> [Extracted text]
╭──

It is the bloodthirsty Stalin and his Communist and Commissar henchmen who need war, but they are not the ones fighting in the regular army, they are hiding in the rear… They brought poverty and hunger, sending tens of millions of Russians to labour camps, martyrdom and death… The people, our people, do not want a war that will only benefit a handful of scoundrels and active traitors of the population. The German army is the liberator of the Russian people, the friend of the Russian people, and together with them, is the enemy of the entire Stalinist structure and its lackeys.
110

In practice this meant that the Lokot Republic became an arm of the Nazi war machine. From the first day the “Russian National Liberation Army” of some 8,000 undertook anti-partisan operations, thus relieving the Wehrmacht of that task in the area. In July 1942, 42 clashes between the Lokot militia and red partisans were recorded. In December 1943 there were 573.

╰──

> [Directive 1]
In the listing below, replace "turtle shell" with "tortoise shell" and write it out again with everything else left as is.

> [Records for this task]

╭──

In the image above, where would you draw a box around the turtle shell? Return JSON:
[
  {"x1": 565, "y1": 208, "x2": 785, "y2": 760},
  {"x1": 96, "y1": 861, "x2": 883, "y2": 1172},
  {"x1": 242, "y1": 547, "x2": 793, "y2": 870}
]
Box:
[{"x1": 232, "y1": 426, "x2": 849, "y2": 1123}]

╰──

> [Directive 2]
Copy the passage about the Lokot Republic word for word, everything from "In practice this" down to "there were 573.".

> [Task solution 1]
In the image above, where would you draw a box around the tortoise shell? Return JSON:
[
  {"x1": 565, "y1": 208, "x2": 785, "y2": 760},
  {"x1": 96, "y1": 861, "x2": 883, "y2": 1172},
  {"x1": 242, "y1": 547, "x2": 793, "y2": 870}
]
Box:
[{"x1": 232, "y1": 426, "x2": 849, "y2": 1123}]

> [Task solution 2]
In practice this meant that the Lokot Republic became an arm of the Nazi war machine. From the first day the “Russian National Liberation Army” of some 8,000 undertook anti-partisan operations, thus relieving the Wehrmacht of that task in the area. In July 1942, 42 clashes between the Lokot militia and red partisans were recorded. In December 1943 there were 573.